**WORK TO BE COMPLETED**
Copy the records below verbatim, starting at the line that contains "A single marker falls on each instance of the faucet" and continuing through the end of the records, with both ends included.

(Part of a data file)
+-------+
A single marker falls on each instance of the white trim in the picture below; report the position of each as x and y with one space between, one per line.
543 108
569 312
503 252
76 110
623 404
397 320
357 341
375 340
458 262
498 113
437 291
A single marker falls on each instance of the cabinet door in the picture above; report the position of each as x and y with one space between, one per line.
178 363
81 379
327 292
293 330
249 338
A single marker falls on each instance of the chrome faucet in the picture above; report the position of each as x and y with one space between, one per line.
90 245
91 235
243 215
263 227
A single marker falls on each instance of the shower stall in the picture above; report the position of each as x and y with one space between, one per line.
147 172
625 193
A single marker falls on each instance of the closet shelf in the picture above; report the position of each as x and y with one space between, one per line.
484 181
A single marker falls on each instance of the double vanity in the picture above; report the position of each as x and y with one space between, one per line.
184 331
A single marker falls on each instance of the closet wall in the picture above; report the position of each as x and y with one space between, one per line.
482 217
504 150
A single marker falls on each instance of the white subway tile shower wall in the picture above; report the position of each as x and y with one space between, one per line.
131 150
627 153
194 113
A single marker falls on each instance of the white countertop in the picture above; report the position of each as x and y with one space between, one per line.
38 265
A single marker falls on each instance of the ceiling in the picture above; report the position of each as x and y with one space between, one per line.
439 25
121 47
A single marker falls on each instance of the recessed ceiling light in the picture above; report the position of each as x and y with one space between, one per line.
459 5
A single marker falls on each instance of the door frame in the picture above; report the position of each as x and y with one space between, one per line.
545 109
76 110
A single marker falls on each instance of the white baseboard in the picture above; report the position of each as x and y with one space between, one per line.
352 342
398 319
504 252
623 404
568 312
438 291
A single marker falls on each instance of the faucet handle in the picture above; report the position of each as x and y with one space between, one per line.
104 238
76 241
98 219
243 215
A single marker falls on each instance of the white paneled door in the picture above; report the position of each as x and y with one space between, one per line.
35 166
+-------+
**THE REPLY**
A single marker falls on each instance of the faucet handle in the picture above; report the position of each as x and y with one space between, one per line.
104 238
76 241
98 219
243 215
A single marker falls on each instance of the white paneled door in the picture above; report the position of each as x and y with one space between, one per line.
35 166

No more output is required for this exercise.